Selected extract.
What God Is Doing in Eastern Europe

What God Is Doing in Eastern Europe

July 22nd, 1990 @ 10:50 AM

Acts 14:27

And when they were come, and had gathered the church together, they rehearsed all that God had done with them, and how he had opened the door of faith unto the Gentiles.
Related Topics: Communism, MacArthur, Missions, Russia, 1990, Acts
Print Sermon
Downloadable Media
Share This Sermon
Play Audio

Show References:


Dr. W. A. Criswell 

Acts 14:27 

7-22-90    10:50 a.m. 


And this is the pastor bringing the message entitled What God Is Doing in Eastern Europe.  It is following a trek, an assignment, a preaching ministry, with our Chapel Choir and Orchestra throughout the central nations and states of that great continent.  A background text in Acts chapter 14, the closing verse, “And when they were come, and had gathered the church together,” you, “they rehearsed all that God had done with them, and how He had opened the door of faith unto the Gentiles” [Acts 14:27].

And it was such a privilege thus to speak of the providences of God as we see them unfolding in that strategic part of the earth.  As you would expect, the first thing we do when we land in East Germany is to go to the Berlin Wall.  And there, everybody’s got a pickaxe or a sledge hammer or a crowbar or a chisel and they are tearing down and taking apart that partition between the East and the West.  And of course, your pastor got in the big middle of it and he has a piece of the Berlin Wall here for you to look at.  Oh, dear!

Given data.

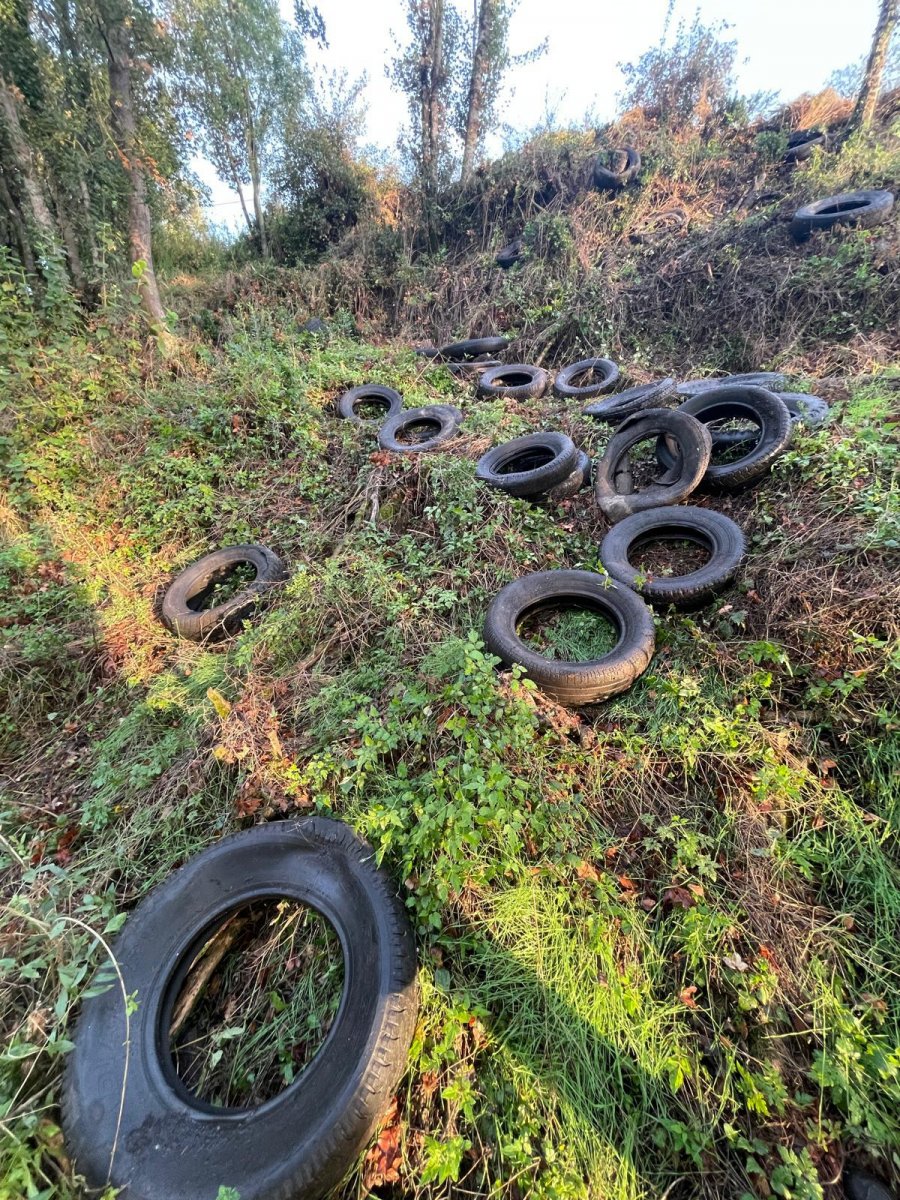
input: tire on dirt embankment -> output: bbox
[582,378,674,425]
[475,433,580,497]
[594,408,713,522]
[478,362,550,400]
[160,545,287,642]
[553,359,619,400]
[791,188,894,242]
[62,817,416,1200]
[656,386,793,491]
[484,571,655,704]
[378,404,462,454]
[600,505,746,608]
[337,383,403,425]
[594,146,641,192]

Description of the task. Write the next part of the sermon about what God is doing in Eastern Europe, starting right after its last line.

Reply.
I was most interested, as you would be, in the report, in the delineation of a German woman who owns and operates, presides over a retail store.  And she described for us the day that that wall was opened.  It was doubly interesting to me because, as with many of you, you had gone through that wall at Checkpoint Charlie.  It was a memorable experience to go through that wall at that time.  And she said, standing there on the top of that wall at Checkpoint Charlie that had now been broken apart, wide open, she said she looked on those East Berliners, as by the thousands and the thousands, the throngs and the throngs, they surged through that wall into freedom.  She said they were waving their hands.  She said they were crying.  They were shouting.  They were singing.  They were looking, wide open.  They were free.  They were free.

What a wonderful example of the experience that we have in our Lord Jesus.  In the second chapter of the Book of Ephesians, Paul writes, “Now in Christ Jesus ye who sometime were far off are made nigh by the blood of Christ.  For He is our peace, who hath made both one, and hath broken down the middle wall of partition between us” [Ephesians 2:13-14], a reference to the wall in the temple that separated the Court of the Gentiles, from the Court of Israel, and a big inscription that I’ve seen on that wall, any Gentile who entered into that Holy Place was condemned to death.  They were separated by that wall of partition.  You’ll read in the twenty-first chapter of this Book of Acts, those people there in that day thought that Paul had taken Trophimus, who was a Gentile from Ephesus; they thought he’d taken him into that holy place [Acts 21:29].  They created a riot; they were beating Paul to death.  And those soldiers on top of the Tower of Antonio, that had been built by the Roman legionaries in order to survey, to keep in order that temple court, they came down and rescued Paul [Acts 21:30-36].  Otherwise, he would have lost his life.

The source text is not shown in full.